Coordinate labeling data:
++++++

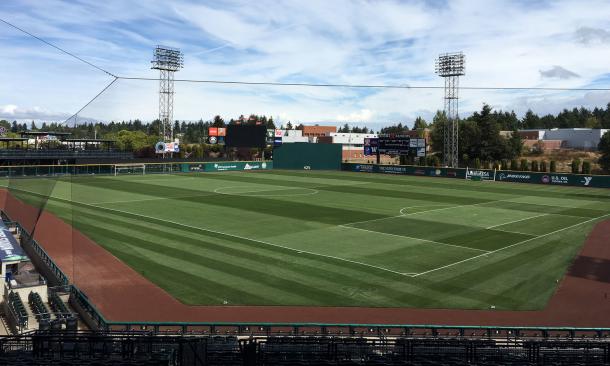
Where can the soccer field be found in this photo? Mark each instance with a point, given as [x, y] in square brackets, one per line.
[333, 238]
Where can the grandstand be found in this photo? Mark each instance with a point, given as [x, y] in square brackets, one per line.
[52, 148]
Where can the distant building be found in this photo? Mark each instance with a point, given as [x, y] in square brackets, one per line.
[317, 131]
[290, 136]
[353, 143]
[563, 138]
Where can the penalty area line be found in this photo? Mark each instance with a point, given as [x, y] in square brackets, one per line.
[508, 246]
[414, 238]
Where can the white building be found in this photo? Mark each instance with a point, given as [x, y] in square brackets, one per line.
[572, 138]
[289, 136]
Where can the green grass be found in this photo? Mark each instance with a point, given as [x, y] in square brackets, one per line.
[332, 238]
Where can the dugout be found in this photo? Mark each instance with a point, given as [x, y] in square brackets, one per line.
[303, 155]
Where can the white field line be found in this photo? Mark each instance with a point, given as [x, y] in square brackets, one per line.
[509, 246]
[512, 222]
[432, 204]
[209, 193]
[246, 238]
[419, 212]
[414, 238]
[152, 199]
[512, 232]
[312, 191]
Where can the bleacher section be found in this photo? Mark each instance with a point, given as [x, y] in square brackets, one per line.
[17, 310]
[140, 348]
[39, 310]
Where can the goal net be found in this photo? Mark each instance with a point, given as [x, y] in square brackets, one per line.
[133, 169]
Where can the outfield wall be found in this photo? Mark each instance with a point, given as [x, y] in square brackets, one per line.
[557, 179]
[302, 155]
[15, 171]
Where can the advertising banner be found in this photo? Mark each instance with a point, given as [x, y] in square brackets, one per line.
[578, 180]
[238, 165]
[371, 144]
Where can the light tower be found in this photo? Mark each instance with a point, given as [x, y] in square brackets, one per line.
[167, 60]
[450, 66]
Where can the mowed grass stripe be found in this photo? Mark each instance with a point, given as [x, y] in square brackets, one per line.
[302, 268]
[261, 205]
[524, 275]
[550, 209]
[542, 224]
[219, 256]
[519, 189]
[352, 189]
[461, 235]
[253, 279]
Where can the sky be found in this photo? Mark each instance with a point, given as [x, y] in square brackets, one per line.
[516, 43]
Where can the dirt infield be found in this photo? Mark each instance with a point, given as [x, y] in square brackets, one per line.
[123, 295]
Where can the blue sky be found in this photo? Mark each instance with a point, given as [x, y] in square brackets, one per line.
[507, 43]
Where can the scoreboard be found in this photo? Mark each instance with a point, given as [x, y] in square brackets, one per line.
[401, 145]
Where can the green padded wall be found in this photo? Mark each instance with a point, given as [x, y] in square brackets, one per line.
[302, 155]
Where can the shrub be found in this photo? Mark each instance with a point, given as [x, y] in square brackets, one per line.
[575, 166]
[543, 167]
[535, 165]
[586, 167]
[524, 165]
[477, 163]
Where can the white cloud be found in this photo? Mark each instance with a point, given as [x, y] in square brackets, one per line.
[558, 72]
[362, 115]
[354, 42]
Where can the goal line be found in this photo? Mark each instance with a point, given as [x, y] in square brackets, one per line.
[132, 169]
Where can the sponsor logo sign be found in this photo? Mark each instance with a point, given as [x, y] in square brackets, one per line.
[196, 168]
[364, 168]
[392, 169]
[483, 174]
[521, 177]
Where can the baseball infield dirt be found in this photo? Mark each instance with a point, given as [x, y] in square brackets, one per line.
[123, 295]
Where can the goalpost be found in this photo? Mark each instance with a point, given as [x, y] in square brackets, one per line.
[120, 169]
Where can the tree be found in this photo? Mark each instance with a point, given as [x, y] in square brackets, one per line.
[218, 122]
[535, 165]
[575, 166]
[586, 167]
[604, 149]
[543, 167]
[419, 124]
[524, 165]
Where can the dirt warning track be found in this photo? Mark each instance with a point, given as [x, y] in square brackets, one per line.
[123, 295]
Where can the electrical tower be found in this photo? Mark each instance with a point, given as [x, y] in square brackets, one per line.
[167, 60]
[450, 66]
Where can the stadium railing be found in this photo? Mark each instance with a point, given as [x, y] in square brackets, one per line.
[20, 171]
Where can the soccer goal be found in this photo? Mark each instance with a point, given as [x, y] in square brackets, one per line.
[132, 169]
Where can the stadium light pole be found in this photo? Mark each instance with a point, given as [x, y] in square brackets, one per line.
[450, 66]
[167, 60]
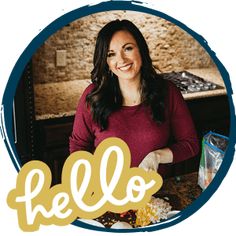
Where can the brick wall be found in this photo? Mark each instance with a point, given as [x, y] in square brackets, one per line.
[171, 48]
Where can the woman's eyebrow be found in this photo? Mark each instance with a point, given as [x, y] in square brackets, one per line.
[127, 44]
[111, 50]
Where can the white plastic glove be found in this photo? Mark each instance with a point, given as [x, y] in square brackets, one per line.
[150, 162]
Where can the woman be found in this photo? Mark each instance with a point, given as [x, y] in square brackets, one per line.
[129, 100]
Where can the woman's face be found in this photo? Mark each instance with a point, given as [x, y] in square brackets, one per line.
[123, 57]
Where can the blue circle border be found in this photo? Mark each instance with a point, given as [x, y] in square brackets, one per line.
[138, 6]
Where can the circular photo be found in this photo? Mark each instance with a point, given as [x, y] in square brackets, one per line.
[132, 73]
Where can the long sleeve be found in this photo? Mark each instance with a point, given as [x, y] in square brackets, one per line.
[186, 144]
[82, 135]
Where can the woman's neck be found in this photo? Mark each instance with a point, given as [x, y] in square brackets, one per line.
[131, 92]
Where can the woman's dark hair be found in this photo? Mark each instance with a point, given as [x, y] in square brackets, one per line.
[106, 96]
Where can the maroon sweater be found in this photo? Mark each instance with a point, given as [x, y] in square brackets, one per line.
[135, 126]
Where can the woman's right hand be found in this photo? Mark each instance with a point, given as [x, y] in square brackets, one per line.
[150, 162]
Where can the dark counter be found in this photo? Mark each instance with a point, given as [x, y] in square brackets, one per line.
[181, 190]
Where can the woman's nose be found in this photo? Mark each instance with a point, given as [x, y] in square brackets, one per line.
[121, 57]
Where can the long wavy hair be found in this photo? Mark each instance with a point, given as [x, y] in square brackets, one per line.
[106, 96]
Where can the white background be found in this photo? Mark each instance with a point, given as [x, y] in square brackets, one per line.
[21, 21]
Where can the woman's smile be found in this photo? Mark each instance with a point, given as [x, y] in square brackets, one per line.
[125, 67]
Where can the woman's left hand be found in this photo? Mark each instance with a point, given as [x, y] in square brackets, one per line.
[153, 159]
[150, 162]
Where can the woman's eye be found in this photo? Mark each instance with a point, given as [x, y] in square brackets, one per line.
[129, 48]
[110, 54]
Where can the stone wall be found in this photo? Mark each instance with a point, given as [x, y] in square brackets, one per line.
[171, 48]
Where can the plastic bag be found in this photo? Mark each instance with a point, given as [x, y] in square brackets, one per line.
[213, 150]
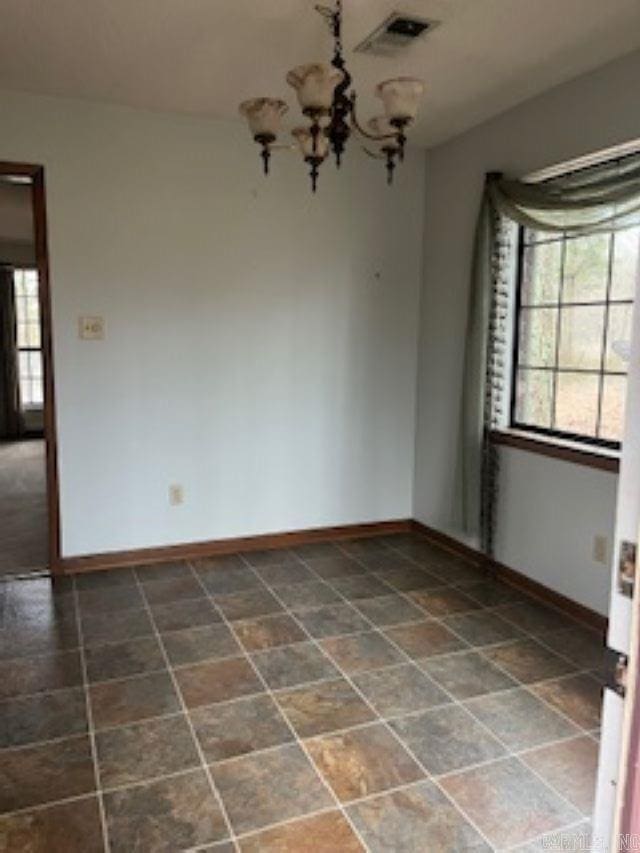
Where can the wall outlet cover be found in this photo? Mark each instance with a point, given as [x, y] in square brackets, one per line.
[91, 328]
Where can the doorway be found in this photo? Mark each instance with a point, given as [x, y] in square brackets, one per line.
[29, 514]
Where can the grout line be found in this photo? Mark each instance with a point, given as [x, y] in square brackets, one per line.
[269, 692]
[188, 720]
[90, 727]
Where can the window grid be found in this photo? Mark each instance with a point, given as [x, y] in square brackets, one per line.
[28, 337]
[602, 372]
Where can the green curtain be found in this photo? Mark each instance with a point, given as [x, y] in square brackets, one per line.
[582, 201]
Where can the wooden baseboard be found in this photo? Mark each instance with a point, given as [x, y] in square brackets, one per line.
[215, 547]
[516, 578]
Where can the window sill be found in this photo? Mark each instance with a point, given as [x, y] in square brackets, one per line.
[567, 451]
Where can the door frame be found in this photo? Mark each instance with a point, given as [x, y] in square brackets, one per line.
[38, 202]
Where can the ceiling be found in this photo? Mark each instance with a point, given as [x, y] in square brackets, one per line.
[203, 57]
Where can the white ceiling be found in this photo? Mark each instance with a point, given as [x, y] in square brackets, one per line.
[204, 56]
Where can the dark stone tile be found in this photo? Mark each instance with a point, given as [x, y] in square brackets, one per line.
[197, 644]
[268, 632]
[316, 550]
[117, 660]
[483, 628]
[270, 557]
[227, 579]
[585, 648]
[64, 828]
[177, 589]
[507, 802]
[193, 613]
[491, 593]
[332, 620]
[443, 602]
[32, 675]
[42, 717]
[361, 652]
[247, 605]
[145, 750]
[38, 774]
[528, 661]
[313, 594]
[363, 547]
[217, 681]
[411, 578]
[390, 610]
[569, 768]
[399, 690]
[164, 816]
[467, 674]
[579, 697]
[106, 627]
[519, 719]
[360, 586]
[239, 727]
[287, 573]
[575, 838]
[104, 579]
[115, 703]
[533, 617]
[109, 599]
[424, 639]
[419, 818]
[269, 788]
[447, 739]
[363, 761]
[324, 833]
[324, 707]
[204, 565]
[336, 567]
[163, 572]
[386, 562]
[27, 640]
[291, 665]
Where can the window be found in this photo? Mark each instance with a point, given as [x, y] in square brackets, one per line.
[573, 324]
[29, 338]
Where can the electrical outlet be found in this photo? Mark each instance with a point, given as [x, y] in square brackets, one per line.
[91, 328]
[600, 549]
[176, 494]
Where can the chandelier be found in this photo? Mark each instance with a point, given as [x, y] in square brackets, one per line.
[329, 105]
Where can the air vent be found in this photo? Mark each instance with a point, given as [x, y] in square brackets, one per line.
[395, 34]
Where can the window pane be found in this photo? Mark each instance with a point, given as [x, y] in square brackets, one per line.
[626, 264]
[537, 341]
[534, 396]
[586, 268]
[581, 337]
[541, 267]
[577, 403]
[612, 414]
[619, 332]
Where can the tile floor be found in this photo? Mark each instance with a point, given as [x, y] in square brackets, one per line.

++++++

WRITTEN EXERCISE: Return the line that contains "Where can the chandelier" and all lines after it, verbatim, and nothing else.

PROBLEM SOLUTION:
Where can the chandelier be found in this photo? Mark each instance with a point, given as [x, y] in square brackets, one per line.
[329, 105]
Where can the air vent be found in this photo? Mark each instance with a point, given as [x, y] in square brackets, one per line.
[395, 34]
Where can the window pane be found in this photo? Mark each instance with a point, given as [x, y] in square brackets, one per line.
[626, 264]
[537, 341]
[534, 396]
[586, 268]
[581, 337]
[541, 267]
[577, 403]
[612, 414]
[619, 332]
Where can the tile floor be found in this photo? Mark each instance with a point, given as [x, y] in square brackets, one per line.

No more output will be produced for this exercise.